(Stored dataset items)
----------
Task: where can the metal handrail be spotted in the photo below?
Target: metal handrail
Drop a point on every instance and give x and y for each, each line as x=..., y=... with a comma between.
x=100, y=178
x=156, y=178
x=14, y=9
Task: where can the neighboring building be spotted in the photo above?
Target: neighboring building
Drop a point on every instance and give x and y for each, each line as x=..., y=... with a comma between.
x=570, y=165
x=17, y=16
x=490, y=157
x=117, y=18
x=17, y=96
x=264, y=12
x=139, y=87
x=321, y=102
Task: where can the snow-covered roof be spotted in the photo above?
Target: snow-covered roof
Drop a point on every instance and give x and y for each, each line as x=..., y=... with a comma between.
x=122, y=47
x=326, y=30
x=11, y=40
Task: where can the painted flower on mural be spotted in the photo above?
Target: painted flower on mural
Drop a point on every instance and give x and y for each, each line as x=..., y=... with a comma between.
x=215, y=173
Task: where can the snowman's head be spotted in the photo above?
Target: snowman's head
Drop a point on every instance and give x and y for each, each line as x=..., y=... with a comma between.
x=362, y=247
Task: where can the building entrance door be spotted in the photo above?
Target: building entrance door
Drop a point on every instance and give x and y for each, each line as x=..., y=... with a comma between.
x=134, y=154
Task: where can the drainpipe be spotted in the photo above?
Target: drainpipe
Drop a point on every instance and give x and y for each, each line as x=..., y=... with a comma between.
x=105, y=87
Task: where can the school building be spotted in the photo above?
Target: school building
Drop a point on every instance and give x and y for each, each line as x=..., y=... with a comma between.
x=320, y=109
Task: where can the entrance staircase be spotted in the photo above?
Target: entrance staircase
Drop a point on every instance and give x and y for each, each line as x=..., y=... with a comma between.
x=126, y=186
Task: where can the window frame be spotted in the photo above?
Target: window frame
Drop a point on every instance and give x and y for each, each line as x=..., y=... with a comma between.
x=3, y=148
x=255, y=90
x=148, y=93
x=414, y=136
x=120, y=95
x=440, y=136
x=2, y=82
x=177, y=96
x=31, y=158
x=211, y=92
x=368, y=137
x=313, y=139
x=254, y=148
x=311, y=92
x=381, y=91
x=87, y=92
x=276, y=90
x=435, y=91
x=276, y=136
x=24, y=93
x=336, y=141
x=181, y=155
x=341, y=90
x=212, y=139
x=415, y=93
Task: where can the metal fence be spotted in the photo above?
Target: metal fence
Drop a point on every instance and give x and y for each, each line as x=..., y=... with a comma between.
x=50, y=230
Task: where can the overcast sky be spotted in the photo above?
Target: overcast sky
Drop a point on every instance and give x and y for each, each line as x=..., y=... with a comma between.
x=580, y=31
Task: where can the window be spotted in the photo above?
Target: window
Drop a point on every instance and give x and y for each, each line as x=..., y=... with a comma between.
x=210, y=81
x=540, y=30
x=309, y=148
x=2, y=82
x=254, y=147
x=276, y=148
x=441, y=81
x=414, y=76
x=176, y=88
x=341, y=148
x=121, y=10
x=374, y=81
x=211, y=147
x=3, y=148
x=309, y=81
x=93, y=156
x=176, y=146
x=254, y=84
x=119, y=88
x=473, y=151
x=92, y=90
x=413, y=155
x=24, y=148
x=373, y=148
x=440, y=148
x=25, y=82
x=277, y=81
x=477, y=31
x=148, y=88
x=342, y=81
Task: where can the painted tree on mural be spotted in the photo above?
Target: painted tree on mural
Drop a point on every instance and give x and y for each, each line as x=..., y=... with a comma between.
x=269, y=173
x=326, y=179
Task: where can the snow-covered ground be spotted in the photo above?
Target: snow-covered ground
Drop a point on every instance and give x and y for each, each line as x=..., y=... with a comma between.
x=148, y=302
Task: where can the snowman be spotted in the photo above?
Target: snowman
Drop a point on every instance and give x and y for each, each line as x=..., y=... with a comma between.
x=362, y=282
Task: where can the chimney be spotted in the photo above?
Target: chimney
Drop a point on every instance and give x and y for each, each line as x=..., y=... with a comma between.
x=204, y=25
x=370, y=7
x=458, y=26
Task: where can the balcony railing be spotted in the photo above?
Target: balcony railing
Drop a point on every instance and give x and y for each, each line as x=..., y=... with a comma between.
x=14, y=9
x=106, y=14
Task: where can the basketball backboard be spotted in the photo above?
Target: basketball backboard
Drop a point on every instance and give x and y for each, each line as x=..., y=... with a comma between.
----------
Exercise goal –
Nothing but an exact copy of the lines from the first one above through the line holding "Target: painted flower on mural" should be returned.

Output of the exercise –
Task: where can the metal handrail be spotted in the photo below?
Target: metal handrail
Drop a point on every instance and give x and y for each, each line as x=..., y=... with a comma between.
x=100, y=178
x=156, y=178
x=14, y=9
Task: where can the neighboring building be spotted in the photo above?
Target: neighboring building
Drop a point on every instance and give x and y for each, each line as x=..., y=... with a comma between.
x=570, y=165
x=17, y=16
x=490, y=157
x=117, y=18
x=17, y=96
x=264, y=12
x=139, y=87
x=321, y=102
Task: where can the snow-covered roof be spotted in the photo above?
Target: snow-covered roof
Drop a point on every instance and give x and y for each, each line as x=..., y=... with a comma between.
x=122, y=47
x=326, y=30
x=11, y=40
Task: where can the painted flower on mural be spotted in the photo above?
Target: painted flower on mural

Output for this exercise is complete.